Travail à réaliser: Citez mot pour mot le passage du texte ci-dessous sur Jean Daninos, en commençant à « Jean Clément Daninos (1906-2001) » et en terminant à « des deux variantes. ».

Texte fourni:
-------------------------

Parmi les chefs d’œuvre du design automobile français, une marque bien connue des collectionneurs est souvent citée : Facel Vega. La beauté de leurs lignes, leurs designs atypiques – dirons-nous uniques -, leurs gabarits impressionnants et leur confection ” fait main” en font désormais le symbole du luxe à la française d’après-guerre. Mais l’héritage de Jean Daninos, créateur de la marque et designer de renom, va bien au-delà. Citroën 7C Cabriolet, Simca Plein Ciel, Bentley Cresta II… elles sont toutes passées entre les mains de ce créateur talentueux ! ABSOLUTELY CARS vous propose, pour ce nouveau volet de “Designers”, de découvrir toutes les facettes de l’histoire de Jean Clément Daninos, de ces premiers pas chez Citroën à son œuvre ultime !
Les premiers pas de Jean Daninos dans le design

Jean Clément Daninos (1906-2001) fut embauché, en 1928, chez Citroën. Il dessina les cabriolets Traction Avant dits « roadster » et les coupés dénommés « faux-cabriolets ». La difficulté était de garder un maximum de pièces issues des berlines dessinées par Flaminio Bertoni (1903-1964) tout en conservant la rigidité originelle de la caisse autoporteuse. Pour cela, un spider pour des enfants fut intégré dans la poupe des deux variantes.
En 1935, Jean Clément Daninos rejoignit le constructeur d’avions Morane-Saulnier où il travailla sur les ailes de l’avion de chasse MS 405. En 1937, en tant qu’ingénieur conseil indépendant, il collabora avec différentes sociétés aéronautiques comme Farman, Fairey et Bronzavia. Il fut chargé par cette dernière de réorganiser le département de chaudronnerie aéronautique. Le 20 décembre 1939, Bronzavia créa une filiale à Dreux : la société des Forges et Ateliers de Constructions d’Eure-et-Loir, donnant l’acronyme “FACEL”. En 1941, il partit aux États-Unis pour diriger une usine de sous-traitance pour l’aviation militaire exploitant les brevets Bronzavia, la General Aircraft Equipment Inc. De retour en France, il fut nommé PDG de FACEL, en août 1945, qui devint alors une société indépendante sous la dénomination “Facel-Métallon” qui détint trois secteurs d’activités :
- aviation et équipement en acier inoxydable, à Amboise,
- emboutissage et tôlerie, à Amboise,
- construction automobile, à Colombes et à Dreux.

-------------------------

Données:
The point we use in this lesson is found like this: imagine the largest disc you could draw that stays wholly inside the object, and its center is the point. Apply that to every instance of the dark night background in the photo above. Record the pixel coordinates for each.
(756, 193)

-------------------------

La réponse:
Jean Clément Daninos (1906-2001) fut embauché, en 1928, chez Citroën. Il dessina les cabriolets Traction Avant dits « roadster » et les coupés dénommés « faux-cabriolets ». La difficulté était de garder un maximum de pièces issues des berlines dessinées par Flaminio Bertoni (1903-1964) tout en conservant la rigidité originelle de la caisse autoporteuse. Pour cela, un spider pour des enfants fut intégré dans la poupe des deux variantes.